— Start of Extracted information —

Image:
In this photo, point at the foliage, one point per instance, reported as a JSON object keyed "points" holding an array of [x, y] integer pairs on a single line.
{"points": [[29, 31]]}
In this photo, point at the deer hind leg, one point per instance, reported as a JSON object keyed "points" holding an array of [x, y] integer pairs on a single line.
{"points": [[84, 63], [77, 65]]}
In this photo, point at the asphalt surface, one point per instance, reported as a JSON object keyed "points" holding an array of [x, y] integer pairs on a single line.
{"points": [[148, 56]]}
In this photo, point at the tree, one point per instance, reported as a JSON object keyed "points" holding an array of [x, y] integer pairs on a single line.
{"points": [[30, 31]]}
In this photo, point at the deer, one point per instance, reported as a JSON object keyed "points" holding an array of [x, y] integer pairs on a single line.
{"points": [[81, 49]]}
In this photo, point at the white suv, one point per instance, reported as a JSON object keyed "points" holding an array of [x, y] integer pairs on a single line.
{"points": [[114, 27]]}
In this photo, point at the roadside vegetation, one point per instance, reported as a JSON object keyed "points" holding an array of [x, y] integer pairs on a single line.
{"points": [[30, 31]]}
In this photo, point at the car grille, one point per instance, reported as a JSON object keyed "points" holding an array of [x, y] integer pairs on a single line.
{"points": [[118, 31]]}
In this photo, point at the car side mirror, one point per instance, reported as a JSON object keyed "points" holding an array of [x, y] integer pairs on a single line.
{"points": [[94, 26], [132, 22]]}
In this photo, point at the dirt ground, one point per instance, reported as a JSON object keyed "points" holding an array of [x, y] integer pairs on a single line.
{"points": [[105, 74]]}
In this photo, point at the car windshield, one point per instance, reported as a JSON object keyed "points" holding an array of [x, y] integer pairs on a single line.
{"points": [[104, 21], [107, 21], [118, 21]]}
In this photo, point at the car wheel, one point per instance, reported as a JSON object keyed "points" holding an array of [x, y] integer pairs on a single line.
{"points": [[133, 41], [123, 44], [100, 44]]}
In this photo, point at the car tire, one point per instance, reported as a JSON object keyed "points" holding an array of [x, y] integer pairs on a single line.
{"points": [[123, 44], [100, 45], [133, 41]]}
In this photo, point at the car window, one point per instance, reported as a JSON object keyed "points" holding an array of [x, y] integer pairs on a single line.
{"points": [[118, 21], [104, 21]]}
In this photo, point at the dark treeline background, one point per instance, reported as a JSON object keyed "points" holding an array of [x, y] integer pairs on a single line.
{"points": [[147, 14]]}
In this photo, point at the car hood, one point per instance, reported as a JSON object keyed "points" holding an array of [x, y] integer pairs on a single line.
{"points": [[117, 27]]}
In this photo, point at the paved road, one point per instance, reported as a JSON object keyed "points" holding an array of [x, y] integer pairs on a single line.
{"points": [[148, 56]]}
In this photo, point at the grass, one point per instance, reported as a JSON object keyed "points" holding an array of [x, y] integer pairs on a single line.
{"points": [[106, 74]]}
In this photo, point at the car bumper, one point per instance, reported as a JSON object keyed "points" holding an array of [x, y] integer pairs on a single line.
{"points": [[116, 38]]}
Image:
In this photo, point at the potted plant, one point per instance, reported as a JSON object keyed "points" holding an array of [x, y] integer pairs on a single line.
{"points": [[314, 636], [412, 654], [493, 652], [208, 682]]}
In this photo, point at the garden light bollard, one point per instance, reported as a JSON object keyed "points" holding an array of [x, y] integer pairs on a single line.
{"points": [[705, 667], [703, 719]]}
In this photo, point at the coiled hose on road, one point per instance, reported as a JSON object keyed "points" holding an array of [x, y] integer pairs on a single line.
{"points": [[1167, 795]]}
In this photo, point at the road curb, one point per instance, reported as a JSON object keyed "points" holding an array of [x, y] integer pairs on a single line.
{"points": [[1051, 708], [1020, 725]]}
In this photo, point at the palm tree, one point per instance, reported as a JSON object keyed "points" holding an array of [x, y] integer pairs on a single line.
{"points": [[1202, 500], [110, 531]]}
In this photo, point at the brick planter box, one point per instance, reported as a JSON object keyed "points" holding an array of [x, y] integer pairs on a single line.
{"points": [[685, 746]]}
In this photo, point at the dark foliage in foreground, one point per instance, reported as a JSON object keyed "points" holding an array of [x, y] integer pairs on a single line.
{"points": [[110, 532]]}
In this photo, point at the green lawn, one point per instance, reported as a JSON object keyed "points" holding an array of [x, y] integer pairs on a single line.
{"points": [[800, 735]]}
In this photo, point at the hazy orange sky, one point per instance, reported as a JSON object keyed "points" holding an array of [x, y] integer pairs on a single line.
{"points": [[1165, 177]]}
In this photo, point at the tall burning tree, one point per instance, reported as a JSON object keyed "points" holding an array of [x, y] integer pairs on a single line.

— End of Extracted information —

Stated task – Render the lines as a numbered list, from the line containing "In this photo, point at the hazy" through the end of the records, and omit any blank lines.

Result of this exercise –
1. In this photo, point at the hazy orange sky, one point per instance, reported as a JSON object keyed "points" holding an array of [x, y] integer pairs on a single line.
2. {"points": [[1165, 177]]}
3. In this photo, point at the tall burning tree, one point per instance, reported as a JSON object keyed "points" holding an array of [x, y] integer pairs on a single line.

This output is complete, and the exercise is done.